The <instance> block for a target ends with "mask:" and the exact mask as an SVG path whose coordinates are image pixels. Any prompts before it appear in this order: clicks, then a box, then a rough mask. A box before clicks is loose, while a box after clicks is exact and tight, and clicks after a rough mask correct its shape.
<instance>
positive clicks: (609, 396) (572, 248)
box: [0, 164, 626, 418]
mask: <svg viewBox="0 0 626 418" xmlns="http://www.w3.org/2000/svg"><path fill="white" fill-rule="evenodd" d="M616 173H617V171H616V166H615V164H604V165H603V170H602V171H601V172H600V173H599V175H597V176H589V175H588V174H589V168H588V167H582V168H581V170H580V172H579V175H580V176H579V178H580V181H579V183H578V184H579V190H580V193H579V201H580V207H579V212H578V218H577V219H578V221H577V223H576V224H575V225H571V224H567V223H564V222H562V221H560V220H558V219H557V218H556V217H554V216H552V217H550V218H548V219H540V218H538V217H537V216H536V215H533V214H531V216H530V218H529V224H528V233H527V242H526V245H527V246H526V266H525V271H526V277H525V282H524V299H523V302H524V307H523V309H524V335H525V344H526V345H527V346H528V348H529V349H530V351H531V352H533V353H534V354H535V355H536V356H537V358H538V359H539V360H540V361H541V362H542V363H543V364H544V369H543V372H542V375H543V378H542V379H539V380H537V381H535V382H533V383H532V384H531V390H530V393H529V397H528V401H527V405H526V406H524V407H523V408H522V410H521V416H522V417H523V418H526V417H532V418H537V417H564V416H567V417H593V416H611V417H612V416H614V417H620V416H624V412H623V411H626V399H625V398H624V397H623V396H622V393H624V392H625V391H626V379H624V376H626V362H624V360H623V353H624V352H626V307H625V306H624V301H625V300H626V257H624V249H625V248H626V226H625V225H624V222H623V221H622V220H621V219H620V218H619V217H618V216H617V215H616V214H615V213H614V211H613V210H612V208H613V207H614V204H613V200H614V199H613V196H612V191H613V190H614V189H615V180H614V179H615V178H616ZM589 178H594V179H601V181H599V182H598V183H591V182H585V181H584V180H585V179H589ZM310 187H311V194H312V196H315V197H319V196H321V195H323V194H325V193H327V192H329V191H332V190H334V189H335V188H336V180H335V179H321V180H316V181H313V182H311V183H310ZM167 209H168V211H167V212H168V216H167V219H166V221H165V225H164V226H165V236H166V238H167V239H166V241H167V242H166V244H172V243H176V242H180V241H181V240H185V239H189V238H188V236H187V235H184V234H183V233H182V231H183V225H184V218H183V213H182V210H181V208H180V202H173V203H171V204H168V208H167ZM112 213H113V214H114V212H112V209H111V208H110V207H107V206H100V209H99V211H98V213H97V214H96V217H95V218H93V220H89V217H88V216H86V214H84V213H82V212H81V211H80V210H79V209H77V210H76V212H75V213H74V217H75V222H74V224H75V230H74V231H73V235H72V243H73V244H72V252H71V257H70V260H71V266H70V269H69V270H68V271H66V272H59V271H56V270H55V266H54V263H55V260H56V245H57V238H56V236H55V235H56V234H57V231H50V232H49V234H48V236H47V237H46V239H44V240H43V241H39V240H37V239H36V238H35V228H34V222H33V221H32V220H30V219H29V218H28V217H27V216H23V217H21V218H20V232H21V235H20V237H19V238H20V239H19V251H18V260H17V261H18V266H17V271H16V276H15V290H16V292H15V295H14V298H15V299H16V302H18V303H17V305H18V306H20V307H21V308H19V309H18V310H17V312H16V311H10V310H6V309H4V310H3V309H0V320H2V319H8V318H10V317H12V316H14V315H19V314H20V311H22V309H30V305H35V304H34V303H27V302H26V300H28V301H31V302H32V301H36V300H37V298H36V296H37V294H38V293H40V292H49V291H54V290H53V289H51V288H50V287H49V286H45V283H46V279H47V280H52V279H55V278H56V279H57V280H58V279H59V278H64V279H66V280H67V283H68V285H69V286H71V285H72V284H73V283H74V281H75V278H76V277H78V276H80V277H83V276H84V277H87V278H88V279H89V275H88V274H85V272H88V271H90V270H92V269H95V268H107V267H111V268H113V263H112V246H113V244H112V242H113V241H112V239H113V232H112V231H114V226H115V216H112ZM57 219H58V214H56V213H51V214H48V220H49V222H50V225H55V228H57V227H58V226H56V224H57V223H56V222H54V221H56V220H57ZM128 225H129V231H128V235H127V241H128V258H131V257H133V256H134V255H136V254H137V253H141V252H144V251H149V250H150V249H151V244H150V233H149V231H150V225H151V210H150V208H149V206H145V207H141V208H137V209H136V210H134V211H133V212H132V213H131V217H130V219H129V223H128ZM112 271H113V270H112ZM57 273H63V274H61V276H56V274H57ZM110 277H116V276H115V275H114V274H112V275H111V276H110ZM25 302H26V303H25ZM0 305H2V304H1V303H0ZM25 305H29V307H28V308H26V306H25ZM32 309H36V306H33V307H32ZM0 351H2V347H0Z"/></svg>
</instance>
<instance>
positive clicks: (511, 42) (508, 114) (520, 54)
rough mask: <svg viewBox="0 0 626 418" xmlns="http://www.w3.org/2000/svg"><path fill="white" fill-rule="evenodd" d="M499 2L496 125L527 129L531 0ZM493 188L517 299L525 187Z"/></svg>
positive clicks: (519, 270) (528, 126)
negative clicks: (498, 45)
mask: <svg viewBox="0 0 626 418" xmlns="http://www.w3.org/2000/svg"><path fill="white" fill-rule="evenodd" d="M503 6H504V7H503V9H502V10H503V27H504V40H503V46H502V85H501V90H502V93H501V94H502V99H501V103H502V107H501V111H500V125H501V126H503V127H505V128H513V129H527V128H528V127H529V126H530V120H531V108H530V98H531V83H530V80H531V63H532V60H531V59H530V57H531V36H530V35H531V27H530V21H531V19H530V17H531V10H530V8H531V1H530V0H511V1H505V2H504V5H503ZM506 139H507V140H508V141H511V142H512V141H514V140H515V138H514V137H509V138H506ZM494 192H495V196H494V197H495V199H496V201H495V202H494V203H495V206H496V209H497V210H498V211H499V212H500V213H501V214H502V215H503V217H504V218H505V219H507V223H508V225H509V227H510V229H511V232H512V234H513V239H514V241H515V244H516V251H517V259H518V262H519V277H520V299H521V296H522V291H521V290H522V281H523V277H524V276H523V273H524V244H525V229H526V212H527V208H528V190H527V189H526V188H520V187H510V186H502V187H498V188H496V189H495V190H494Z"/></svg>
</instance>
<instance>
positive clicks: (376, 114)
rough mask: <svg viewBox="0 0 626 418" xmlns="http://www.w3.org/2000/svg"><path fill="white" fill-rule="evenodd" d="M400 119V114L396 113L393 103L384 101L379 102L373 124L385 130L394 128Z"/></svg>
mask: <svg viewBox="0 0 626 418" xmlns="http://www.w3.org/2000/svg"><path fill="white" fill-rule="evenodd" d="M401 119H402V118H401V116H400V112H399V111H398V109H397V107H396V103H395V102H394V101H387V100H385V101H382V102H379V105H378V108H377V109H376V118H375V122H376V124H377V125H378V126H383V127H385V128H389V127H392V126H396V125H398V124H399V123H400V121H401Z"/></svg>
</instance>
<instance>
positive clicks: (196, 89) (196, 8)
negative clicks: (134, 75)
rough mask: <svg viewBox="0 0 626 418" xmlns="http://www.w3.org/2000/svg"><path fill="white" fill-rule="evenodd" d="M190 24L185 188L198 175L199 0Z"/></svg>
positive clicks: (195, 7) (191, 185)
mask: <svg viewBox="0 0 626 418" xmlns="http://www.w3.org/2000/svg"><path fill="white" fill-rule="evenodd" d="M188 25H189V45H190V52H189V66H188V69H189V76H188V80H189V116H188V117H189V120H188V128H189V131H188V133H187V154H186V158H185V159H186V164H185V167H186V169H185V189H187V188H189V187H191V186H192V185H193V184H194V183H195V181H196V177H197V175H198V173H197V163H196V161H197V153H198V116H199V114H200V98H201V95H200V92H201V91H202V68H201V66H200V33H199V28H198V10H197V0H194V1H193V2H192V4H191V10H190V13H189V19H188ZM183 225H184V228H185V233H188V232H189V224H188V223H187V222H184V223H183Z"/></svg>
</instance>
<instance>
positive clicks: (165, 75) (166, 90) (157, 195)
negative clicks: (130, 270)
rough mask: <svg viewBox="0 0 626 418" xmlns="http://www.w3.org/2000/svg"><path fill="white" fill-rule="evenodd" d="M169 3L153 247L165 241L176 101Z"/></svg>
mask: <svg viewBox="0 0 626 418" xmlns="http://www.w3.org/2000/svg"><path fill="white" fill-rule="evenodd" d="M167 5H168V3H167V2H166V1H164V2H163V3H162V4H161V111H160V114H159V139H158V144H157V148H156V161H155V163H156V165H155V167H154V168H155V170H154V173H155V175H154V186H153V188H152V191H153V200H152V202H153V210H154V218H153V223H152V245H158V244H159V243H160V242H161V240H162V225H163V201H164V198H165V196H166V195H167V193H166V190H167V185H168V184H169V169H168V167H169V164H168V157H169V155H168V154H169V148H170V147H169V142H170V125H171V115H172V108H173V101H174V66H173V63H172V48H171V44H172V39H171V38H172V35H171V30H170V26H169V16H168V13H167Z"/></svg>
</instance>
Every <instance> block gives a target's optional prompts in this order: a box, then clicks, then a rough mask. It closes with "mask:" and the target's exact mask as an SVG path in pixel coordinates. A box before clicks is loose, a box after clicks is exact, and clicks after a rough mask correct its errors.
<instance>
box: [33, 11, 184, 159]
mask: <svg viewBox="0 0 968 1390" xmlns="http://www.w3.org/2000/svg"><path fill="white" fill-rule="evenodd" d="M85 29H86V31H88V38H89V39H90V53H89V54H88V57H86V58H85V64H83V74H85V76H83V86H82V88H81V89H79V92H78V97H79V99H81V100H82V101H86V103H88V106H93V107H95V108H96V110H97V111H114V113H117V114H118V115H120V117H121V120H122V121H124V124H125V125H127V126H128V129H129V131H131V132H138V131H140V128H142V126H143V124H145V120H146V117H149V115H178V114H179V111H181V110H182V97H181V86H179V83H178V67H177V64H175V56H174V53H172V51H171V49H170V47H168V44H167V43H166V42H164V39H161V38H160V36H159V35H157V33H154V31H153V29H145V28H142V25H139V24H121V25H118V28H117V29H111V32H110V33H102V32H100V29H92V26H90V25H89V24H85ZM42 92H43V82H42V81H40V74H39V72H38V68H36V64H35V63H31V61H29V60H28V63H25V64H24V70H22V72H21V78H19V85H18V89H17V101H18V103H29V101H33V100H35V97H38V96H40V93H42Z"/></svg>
........
The problem ::
Retype word for word everything in the listing above from the line that holds "negative clicks: (134, 75)" down to the line that holds "negative clicks: (130, 270)". Keep both end lines and leave out the rest.

Response to this task ::
negative clicks: (134, 75)
rough mask: <svg viewBox="0 0 626 418" xmlns="http://www.w3.org/2000/svg"><path fill="white" fill-rule="evenodd" d="M190 24L185 188L198 175L199 0Z"/></svg>
positive clicks: (195, 7) (191, 185)
mask: <svg viewBox="0 0 626 418" xmlns="http://www.w3.org/2000/svg"><path fill="white" fill-rule="evenodd" d="M188 25H189V45H190V52H189V66H188V69H189V76H188V80H189V116H188V117H189V120H188V128H189V131H188V133H187V154H186V158H185V159H186V164H185V167H186V169H185V189H187V188H189V187H191V186H192V185H193V184H194V183H195V181H196V177H197V175H198V173H197V163H196V161H197V153H198V116H199V114H200V98H201V95H200V92H201V91H202V68H201V66H200V33H199V28H198V10H197V0H194V1H193V2H192V4H191V10H190V13H189V19H188ZM183 225H184V228H185V233H188V232H189V224H188V223H187V222H184V223H183Z"/></svg>
</instance>
<instance>
positive clicks: (165, 75) (166, 90) (157, 195)
negative clicks: (130, 270)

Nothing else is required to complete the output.